— Приведённый отрывок —
□ □ □ □ □
На другой день он получил еще приятнейшую весть: Щенятев и Курбский, имея только 15 000 воинов, разбили 30 000 или более неприятелей, которые злодействовали в окрестностях Тулы, не знали о бегстве хана, шли к нему и встретили россиян. В сей жестокой битве князь Андрей Курбский, вождь юноша, ознаменовался славными ранами: ему иссекли голову и плечи. Воеводы гнали татар и, на берегах речки Шевороны одержав новую победу над ними, освободили множество россиян. Хан оставил нам в добычу обоз и целые табуны вельблюдов; а пленники объявили, что он шел на Москву, считая государя под Казанью: узнав же о сильном Иоанновом ополчении, хотел по крайней мере взять Тулу, чтобы с меньшим стыдом бежать восвояси. Легкие отряды наши топтали крымцев до самых степей.
Иоанн возвратился в Коломну, известил царицу, брата, митрополита о славном изгнании врага и послал в Москву трофеи: пушки неприятельские, верблюдов, пленников, чтобы обрадовать столицу свидетельством нашей победы; а сам распорядил поход к Казани двумя путями, объявив, что дружина царская, левая рука и запасный полк должны идти с ним на Владимир и Муром, главные же воеводы – на Рязань и Мещеру, чтобы сойтись с государем в поле за Алатырем. В войске сделался ропот: новгородцы, дети боярские, жаловались, что царь не дает им отдохновения; что они уже несколько месяцев на службе и в трудах; что им невозможно вынести дальнего похода, для коего не имеют ни сил, ни денег. Иоанн весьма огорчился; но, скрыв досаду, велел переписать воинов усердных, желающих служить отечеству, и тех, которые по лености или неспособности отказываются от славы участвовать в великом подвиге. «Первые, – говорил он, – будут мне любезны как дети; хочу знать их нужды и все разделю с ними. Другие же могут остаться: мне не надобно малодушных!» Сии слова произвели удивительное действие. Все сказали в один голос: «Идем, куда угодно государю, а после он увидит нашу службу и не оставит бедных». Самые беспоместные дети боярские молчали о своих недостатках в надежде на будущую милость государеву.
□ □ □ □ □
— Перечень строк —

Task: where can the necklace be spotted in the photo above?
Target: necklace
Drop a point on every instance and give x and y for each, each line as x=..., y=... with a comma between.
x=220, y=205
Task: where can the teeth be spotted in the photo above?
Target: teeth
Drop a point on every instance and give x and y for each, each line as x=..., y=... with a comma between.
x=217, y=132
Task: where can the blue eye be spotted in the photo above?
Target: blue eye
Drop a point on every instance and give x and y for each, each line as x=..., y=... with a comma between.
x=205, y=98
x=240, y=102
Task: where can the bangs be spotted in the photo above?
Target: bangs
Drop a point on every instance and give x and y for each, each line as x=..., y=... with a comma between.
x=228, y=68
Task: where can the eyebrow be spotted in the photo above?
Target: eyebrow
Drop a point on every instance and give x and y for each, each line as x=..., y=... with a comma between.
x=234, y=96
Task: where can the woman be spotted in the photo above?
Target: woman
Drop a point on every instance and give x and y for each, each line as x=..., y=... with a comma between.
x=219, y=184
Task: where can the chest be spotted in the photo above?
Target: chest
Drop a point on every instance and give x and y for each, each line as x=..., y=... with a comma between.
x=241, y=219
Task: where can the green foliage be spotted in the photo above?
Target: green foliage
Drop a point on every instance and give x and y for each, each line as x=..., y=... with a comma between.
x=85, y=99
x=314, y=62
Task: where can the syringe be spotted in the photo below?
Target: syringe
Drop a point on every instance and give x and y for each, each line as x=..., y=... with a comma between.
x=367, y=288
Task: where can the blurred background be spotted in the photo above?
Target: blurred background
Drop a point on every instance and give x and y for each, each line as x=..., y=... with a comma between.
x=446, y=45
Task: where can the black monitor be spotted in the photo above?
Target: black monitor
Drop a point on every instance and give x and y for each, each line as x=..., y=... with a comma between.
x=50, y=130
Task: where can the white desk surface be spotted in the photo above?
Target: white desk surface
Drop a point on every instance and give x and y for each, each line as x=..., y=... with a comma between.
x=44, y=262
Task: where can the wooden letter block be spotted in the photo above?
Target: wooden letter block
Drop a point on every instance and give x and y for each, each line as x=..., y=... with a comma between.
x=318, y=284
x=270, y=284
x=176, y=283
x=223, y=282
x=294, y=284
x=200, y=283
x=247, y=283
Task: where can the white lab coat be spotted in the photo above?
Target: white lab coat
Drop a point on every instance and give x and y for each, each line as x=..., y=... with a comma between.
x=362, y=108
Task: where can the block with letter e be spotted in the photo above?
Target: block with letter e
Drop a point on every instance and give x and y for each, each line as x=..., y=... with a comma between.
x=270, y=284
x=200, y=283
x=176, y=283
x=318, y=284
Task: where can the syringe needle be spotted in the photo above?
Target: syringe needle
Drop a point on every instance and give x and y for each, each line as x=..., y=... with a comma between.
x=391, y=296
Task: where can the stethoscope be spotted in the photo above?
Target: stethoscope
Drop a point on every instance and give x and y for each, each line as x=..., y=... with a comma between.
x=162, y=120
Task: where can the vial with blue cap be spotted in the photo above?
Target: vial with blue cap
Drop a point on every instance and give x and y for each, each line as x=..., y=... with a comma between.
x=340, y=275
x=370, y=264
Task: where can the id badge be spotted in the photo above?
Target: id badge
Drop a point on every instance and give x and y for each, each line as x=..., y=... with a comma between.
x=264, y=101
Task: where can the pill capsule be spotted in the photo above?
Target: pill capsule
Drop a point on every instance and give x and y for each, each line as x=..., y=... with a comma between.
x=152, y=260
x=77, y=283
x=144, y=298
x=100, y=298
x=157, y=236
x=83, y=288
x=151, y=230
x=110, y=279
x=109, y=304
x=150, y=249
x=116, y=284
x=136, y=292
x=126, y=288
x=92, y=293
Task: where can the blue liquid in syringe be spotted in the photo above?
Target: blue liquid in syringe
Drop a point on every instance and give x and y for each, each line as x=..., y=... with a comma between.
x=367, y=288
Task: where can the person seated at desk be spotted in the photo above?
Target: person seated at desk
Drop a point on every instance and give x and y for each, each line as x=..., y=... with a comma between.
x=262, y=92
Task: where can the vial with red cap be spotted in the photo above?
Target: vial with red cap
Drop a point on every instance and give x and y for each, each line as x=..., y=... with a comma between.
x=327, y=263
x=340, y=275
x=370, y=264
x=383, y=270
□ □ □ □ □
— Формулировка задания —
Установите, согласуются ли с отрывком следующие утверждения: (a) у Щенятева и Курбского было 15 000 воинов; (b) Иоанн отправил неприятельские трофеи в Коломну; (c) новгородцы жаловались, что для дальнего похода у них нет ни сил, ни денег. Для каждого утверждения ответьте «да» или «нет» и приведите точной цитатой слова отрывка, которые это решают.

— Ваш ответ —
(a) Да: «имея только 15 000 воинов».
(b) Нет: «послал в Москву трофеи».
(c) Да: «для коего не имеют ни сил, ни денег».